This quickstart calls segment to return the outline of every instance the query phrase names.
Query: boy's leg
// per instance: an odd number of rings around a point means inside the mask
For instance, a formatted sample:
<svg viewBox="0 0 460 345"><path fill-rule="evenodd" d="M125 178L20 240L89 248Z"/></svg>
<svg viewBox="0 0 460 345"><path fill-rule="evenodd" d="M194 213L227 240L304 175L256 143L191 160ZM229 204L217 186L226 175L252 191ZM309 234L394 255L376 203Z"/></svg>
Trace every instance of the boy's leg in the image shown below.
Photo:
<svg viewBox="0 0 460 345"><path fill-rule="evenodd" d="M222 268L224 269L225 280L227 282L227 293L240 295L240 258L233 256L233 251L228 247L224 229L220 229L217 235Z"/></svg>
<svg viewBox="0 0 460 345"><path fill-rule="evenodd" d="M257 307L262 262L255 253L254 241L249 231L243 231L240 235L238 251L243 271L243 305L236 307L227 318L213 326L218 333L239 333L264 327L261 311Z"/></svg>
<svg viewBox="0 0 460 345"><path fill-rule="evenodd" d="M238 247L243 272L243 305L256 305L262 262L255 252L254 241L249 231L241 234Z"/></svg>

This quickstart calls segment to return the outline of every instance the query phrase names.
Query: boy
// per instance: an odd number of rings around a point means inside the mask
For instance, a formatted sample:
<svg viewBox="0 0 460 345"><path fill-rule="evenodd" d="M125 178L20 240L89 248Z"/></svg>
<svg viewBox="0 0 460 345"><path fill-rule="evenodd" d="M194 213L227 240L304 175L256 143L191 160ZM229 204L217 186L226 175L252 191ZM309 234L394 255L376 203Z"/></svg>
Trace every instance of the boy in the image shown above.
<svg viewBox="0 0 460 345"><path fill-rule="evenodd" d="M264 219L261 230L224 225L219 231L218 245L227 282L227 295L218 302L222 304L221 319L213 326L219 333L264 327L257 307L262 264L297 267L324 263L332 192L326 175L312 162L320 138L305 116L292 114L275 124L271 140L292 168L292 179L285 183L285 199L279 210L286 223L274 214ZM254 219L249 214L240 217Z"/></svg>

_About this exercise_
Exact copies of all the records are to be printed.

_Task answer_
This quickstart calls segment to return the outline of every instance the query phrase names.
Query: boy's leg
// per instance: an odd number of rings around a point means inside the mask
For instance, a formatted sample:
<svg viewBox="0 0 460 345"><path fill-rule="evenodd" d="M125 178L20 240L89 248Z"/></svg>
<svg viewBox="0 0 460 345"><path fill-rule="evenodd" d="M194 213L227 240L304 175L256 143L191 160ZM229 204L217 186L226 175L252 191ZM309 234L394 255L376 203Z"/></svg>
Trace every instance of the boy's leg in the image shown below.
Photo:
<svg viewBox="0 0 460 345"><path fill-rule="evenodd" d="M222 268L224 269L225 280L227 282L227 293L240 295L240 258L233 256L233 251L228 247L224 229L220 229L217 235Z"/></svg>
<svg viewBox="0 0 460 345"><path fill-rule="evenodd" d="M257 307L262 262L255 253L254 241L249 231L243 231L240 235L238 251L243 271L243 305L236 307L227 318L213 326L218 333L239 333L264 327L261 311Z"/></svg>
<svg viewBox="0 0 460 345"><path fill-rule="evenodd" d="M238 247L243 272L243 305L256 305L262 262L255 252L254 241L249 231L241 234Z"/></svg>

This quickstart calls segment to return the outline of every instance the query phrase names.
Query: boy
// per instance: an odd number of rings around a point means inside the mask
For instance, a formatted sample:
<svg viewBox="0 0 460 345"><path fill-rule="evenodd" d="M125 178L20 240L89 248Z"/></svg>
<svg viewBox="0 0 460 345"><path fill-rule="evenodd" d="M194 213L227 240L304 175L256 143L191 160ZM229 204L217 186L226 175L252 191ZM309 234L394 255L376 203Z"/></svg>
Trace every instance of the boy in the image shown above.
<svg viewBox="0 0 460 345"><path fill-rule="evenodd" d="M264 219L261 230L224 225L219 231L218 245L227 282L227 295L218 302L222 304L221 319L213 326L219 333L264 327L257 307L262 264L297 267L324 263L332 192L326 175L312 162L320 138L305 116L292 114L275 124L271 140L292 168L292 179L285 183L285 199L279 210L286 223L274 214ZM254 219L249 214L240 217Z"/></svg>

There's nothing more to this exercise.